■ **Перечень данных**:
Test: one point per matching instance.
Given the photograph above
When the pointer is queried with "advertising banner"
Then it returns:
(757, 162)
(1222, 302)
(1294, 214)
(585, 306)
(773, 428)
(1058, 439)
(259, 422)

■ **Задание**: Перепиши все строки выше целиком, вместе с запросами, и сдвинь координаты точек в ответах, прибавив 20 к каждому числу.

■ **Ответ к заданию**:
Test: one point per matching instance.
Given the photograph above
When the pointer is queried with "advertising banner"
Then it returns:
(777, 182)
(1242, 322)
(1314, 234)
(605, 326)
(793, 448)
(1078, 459)
(279, 442)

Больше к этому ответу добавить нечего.